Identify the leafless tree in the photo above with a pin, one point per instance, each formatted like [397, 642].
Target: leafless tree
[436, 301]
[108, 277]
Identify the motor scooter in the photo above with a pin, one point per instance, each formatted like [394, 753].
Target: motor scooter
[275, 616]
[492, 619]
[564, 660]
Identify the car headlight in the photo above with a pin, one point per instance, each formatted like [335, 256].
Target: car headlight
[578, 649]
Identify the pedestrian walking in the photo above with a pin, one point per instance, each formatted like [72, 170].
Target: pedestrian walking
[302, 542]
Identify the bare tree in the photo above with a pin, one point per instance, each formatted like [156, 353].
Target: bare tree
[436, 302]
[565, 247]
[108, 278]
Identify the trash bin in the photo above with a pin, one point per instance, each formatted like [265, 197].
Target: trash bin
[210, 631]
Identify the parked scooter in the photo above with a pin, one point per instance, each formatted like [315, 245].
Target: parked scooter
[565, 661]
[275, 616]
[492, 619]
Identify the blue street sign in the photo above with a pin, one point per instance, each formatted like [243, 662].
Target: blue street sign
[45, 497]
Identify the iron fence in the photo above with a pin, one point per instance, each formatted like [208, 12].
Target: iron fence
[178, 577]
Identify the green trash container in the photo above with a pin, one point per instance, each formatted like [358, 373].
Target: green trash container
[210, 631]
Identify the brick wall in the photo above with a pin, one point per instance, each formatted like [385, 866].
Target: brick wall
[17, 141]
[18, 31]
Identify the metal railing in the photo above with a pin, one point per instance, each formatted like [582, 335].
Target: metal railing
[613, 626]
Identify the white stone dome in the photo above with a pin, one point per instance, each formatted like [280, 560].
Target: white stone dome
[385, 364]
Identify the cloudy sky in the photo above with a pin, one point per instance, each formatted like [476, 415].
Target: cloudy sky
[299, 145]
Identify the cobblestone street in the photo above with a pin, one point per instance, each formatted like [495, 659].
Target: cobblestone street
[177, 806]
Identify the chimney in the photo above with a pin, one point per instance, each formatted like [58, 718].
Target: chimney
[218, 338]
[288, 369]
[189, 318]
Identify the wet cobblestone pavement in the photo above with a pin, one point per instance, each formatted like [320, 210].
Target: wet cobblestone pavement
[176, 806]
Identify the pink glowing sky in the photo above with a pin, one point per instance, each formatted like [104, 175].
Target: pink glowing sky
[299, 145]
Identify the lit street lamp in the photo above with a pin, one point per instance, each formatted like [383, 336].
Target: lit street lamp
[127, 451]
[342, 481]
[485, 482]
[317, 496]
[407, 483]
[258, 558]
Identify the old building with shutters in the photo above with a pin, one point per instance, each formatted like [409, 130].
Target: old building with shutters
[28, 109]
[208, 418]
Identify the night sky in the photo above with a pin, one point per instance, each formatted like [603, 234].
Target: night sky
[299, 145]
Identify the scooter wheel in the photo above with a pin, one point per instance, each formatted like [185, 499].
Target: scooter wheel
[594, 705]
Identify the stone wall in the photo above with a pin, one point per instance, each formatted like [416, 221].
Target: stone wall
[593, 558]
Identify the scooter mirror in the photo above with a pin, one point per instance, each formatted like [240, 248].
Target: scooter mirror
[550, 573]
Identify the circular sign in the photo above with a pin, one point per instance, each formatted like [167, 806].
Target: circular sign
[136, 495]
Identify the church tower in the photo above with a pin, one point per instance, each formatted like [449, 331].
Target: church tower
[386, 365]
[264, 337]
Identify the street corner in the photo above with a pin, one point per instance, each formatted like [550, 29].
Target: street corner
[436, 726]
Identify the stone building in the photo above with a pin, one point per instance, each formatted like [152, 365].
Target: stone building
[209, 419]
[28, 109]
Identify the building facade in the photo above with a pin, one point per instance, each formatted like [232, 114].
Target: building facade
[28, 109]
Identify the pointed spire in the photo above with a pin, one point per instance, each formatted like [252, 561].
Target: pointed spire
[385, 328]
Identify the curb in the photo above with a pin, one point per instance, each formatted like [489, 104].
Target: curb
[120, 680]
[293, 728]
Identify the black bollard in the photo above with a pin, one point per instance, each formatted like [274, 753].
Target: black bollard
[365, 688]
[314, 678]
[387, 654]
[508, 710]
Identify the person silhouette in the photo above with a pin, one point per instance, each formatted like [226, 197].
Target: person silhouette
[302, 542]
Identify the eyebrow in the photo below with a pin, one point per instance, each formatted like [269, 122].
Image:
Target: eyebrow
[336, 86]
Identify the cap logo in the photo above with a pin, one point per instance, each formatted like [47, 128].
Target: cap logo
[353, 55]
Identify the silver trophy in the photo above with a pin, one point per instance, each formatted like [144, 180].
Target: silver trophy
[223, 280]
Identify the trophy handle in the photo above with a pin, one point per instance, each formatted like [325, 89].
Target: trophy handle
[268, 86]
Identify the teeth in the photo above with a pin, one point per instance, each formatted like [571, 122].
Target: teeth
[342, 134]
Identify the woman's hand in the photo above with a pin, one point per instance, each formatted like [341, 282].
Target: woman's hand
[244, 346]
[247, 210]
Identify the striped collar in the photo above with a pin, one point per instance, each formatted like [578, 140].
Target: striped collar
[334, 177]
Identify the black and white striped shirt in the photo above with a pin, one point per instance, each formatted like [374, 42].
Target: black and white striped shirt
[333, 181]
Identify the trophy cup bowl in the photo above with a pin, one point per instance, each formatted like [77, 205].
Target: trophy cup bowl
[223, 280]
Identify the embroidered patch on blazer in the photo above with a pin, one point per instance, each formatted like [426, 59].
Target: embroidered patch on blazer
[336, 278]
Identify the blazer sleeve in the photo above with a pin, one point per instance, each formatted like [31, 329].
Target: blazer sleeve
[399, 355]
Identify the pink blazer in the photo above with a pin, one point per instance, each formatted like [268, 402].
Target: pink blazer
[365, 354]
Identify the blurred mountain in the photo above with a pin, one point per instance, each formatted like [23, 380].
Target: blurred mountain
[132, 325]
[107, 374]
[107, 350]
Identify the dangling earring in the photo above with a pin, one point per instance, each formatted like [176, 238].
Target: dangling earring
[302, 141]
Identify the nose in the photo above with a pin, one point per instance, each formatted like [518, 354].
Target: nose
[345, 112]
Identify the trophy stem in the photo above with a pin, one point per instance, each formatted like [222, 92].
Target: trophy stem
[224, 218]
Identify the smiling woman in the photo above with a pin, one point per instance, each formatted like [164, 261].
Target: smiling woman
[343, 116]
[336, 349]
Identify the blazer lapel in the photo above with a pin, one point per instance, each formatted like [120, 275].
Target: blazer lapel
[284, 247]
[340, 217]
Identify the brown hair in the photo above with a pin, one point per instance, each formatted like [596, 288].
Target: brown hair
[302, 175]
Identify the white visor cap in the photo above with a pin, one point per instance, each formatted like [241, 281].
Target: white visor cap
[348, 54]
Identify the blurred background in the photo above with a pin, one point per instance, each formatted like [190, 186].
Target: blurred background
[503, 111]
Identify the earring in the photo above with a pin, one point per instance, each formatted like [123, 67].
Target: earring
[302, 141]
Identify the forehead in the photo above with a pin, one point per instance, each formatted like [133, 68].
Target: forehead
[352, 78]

**********

◆ **SHORT PROBLEM**
Would you write down every record again, exactly?

◆ **TASK RESULT**
Identify the leafless tree in the photo above with a pin, one point per instance, each formatted like [397, 642].
Target: leafless tree
[436, 301]
[108, 277]
Identify the motor scooter in the photo above with a pin, one point per instance, each formatted like [394, 753].
Target: motor scooter
[275, 616]
[492, 619]
[564, 660]
Identify the car headlight in the photo above with a pin, one point per instance, each formatted like [335, 256].
Target: car headlight
[578, 649]
Identify the pedestrian walking in the photo above with a pin, one point per instance, each formatted like [72, 170].
Target: pedestrian walking
[302, 542]
Identify the bare tree in the photo above with a pin, one point per instance, each formatted like [156, 353].
Target: bare tree
[436, 302]
[565, 247]
[108, 278]
Identify the trash bin in the photo above with a pin, one point per instance, each formatted like [265, 197].
Target: trash bin
[210, 631]
Identify the parked scooter in the photo above with a pin, one point per instance, each formatted like [315, 245].
Target: parked scooter
[565, 661]
[275, 616]
[492, 619]
Identify the blue street sign in the photo above with a pin, one point per instance, each formatted like [243, 662].
Target: blue street sign
[45, 497]
Identify the iron fence in the photo above with a pin, one point per instance, each formatted like [208, 12].
Target: iron fence
[178, 577]
Identify the green trash container in the photo above with a pin, one point per instance, each formatted like [358, 373].
Target: green trash container
[210, 631]
Identify the brick wall in the photo above with a pin, one point per instance, each formatted like [385, 866].
Target: brick wall
[17, 141]
[18, 31]
Identify the metal railing in the photo above with a pin, one point per instance, each formatted like [582, 335].
Target: metal railing
[613, 626]
Identify the white stone dome in the photo above with a pin, one point per instance, each formatted like [280, 560].
Target: white stone dome
[385, 364]
Identify the cloudy sky in the photo above with a pin, one point per instance, each formatted like [476, 415].
Target: cloudy sky
[299, 145]
Identify the cobblestone street in the photo above with a pin, one point per instance, each formatted like [495, 659].
Target: cobblestone street
[177, 806]
Identify the chimney in the photo above with a pin, one point per instance, each formatted like [58, 718].
Target: chimney
[218, 338]
[288, 369]
[189, 318]
Identify the wet cobblestone pavement in the photo above with a pin, one point per instance, each formatted like [320, 210].
Target: wet cobblestone pavement
[176, 806]
Identify the pink glowing sky in the photo above with a pin, one point per instance, each formatted like [104, 175].
Target: pink glowing sky
[299, 145]
Identify the lit street lamp in the photo above with a pin, one point per instance, each formatted like [383, 336].
Target: lit street lamp
[127, 451]
[342, 481]
[485, 482]
[317, 496]
[407, 483]
[258, 558]
Identify the old building with shutters in the photo above with a pin, one point per instance, each formatted like [409, 130].
Target: old building with shutters
[28, 109]
[208, 418]
Identify the night sky in the photo above with a pin, one point per instance, each formatted like [603, 234].
Target: night sky
[299, 145]
Identify the scooter wheel in the photo above with a pin, one point per instance, each formatted like [185, 499].
Target: scooter wheel
[594, 705]
Identify the stone wall in the photo above with a pin, one point per instance, each formatted like [416, 221].
Target: stone wall
[593, 558]
Identify the scooter mirror in the photo above with a pin, one point per instance, each formatted like [240, 248].
Target: scooter mirror
[550, 573]
Identify the circular sign in the photo above with a pin, one point per instance, each formatted like [167, 806].
Target: circular sign
[136, 495]
Identify the church tower in the photo above with a pin, one point per instance, each formatted like [449, 331].
Target: church tower
[386, 365]
[264, 337]
Identify the street corner in the photo above with a pin, one point per instance, each formatted like [550, 29].
Target: street corner
[436, 726]
Identify the stone building in the photo above with a pin, one point per instance, each formatted like [152, 365].
Target: stone building
[209, 419]
[28, 109]
Identify the building facade in the photo above with a pin, one point per instance, each formatted like [232, 114].
Target: building facade
[28, 109]
Identify the pointed spire in the photo above with a pin, one point per instance, each formatted like [252, 561].
Target: pointed spire
[385, 328]
Identify the curb in the photo above with a pin, one point per instance, each formatted like [489, 104].
Target: curb
[120, 680]
[293, 728]
Identify the black bollard in the photo above with a pin, one point per instance, each formatted like [274, 753].
Target: black bollard
[365, 688]
[314, 678]
[387, 654]
[508, 710]
Identify the person silhouette in the photo above with a pin, one point per instance, each formatted like [226, 197].
Target: person silhouette
[302, 542]
Identify the eyebrow in the photo below with a pin, one point per instance, each formatted like [269, 122].
Image:
Target: eyebrow
[336, 86]
Identify the cap logo in the photo above with a pin, one point per instance, each formatted like [47, 128].
Target: cap logo
[353, 55]
Identify the silver trophy in the photo above with a pin, one point per instance, each formatted like [144, 180].
Target: silver trophy
[223, 280]
Identify the trophy handle in the photo above with a pin, one point per instance, each formatted like [325, 89].
Target: trophy handle
[268, 86]
Identify the teeth in the photo above with a pin, one point per instance, each formatted like [571, 122].
Target: teeth
[342, 134]
Identify the woman's hand in the photo above with a pin, one point per instance, each formatted like [341, 282].
Target: woman's hand
[244, 346]
[247, 210]
Identify the striped collar in the photo above with a pin, one point per instance, each formatted like [578, 140].
Target: striped collar
[334, 177]
Identify the black and white striped shirt in the photo above with a pin, one point per instance, each formatted like [374, 42].
Target: black and white striped shirt
[333, 181]
Identify the trophy cup bowl in the photo above with a pin, one point per instance, each formatted like [77, 205].
Target: trophy cup bowl
[223, 280]
Identify the embroidered patch on blazer in the photo above with a pin, one point per instance, each formatted like [426, 59].
Target: embroidered patch on blazer
[336, 278]
Identify the blazer sleeve in the photo above with a pin, one point per instance, each formatted like [31, 329].
Target: blazer sleeve
[399, 355]
Identify the pink blazer in the photo above with a pin, one point per instance, each formatted like [268, 402].
Target: pink blazer
[365, 354]
Identify the blurred mountain in the photo above with a pin, one point per instance, each formatted like [23, 380].
Target: blurred mountain
[132, 325]
[107, 374]
[107, 350]
Identify the dangling earring in the photo above with a pin, one point per instance, each formatted like [176, 238].
Target: dangling earring
[302, 141]
Identify the nose in the photo above with a pin, one point per instance, each formatted like [518, 354].
Target: nose
[345, 112]
Identify the trophy stem in the photo above with a pin, one point per instance, each formatted like [222, 92].
Target: trophy stem
[224, 218]
Identify the smiling woman in the photo above with a pin, one point per instance, each formatted like [164, 261].
Target: smiling woman
[343, 116]
[336, 349]
Identify the blazer lapel in the photo above with a pin, one point per instance, each formatted like [120, 275].
Target: blazer lapel
[284, 247]
[340, 217]
Identify the brown hair in the photo above with a pin, one point per instance, each formatted like [596, 288].
Target: brown hair
[302, 175]
Identify the white visor cap in the photo above with a pin, one point per instance, each formatted like [241, 281].
Target: white visor cap
[348, 54]
Identify the blurred background in the photo above with a pin, one point per instance, each formatted like [190, 186].
Target: blurred background
[503, 111]
Identify the earring in the photo above with a pin, one point per instance, each formatted like [123, 67].
Target: earring
[302, 141]
Identify the forehead in the photo above with a pin, one point per instance, each formatted like [133, 68].
Target: forehead
[352, 78]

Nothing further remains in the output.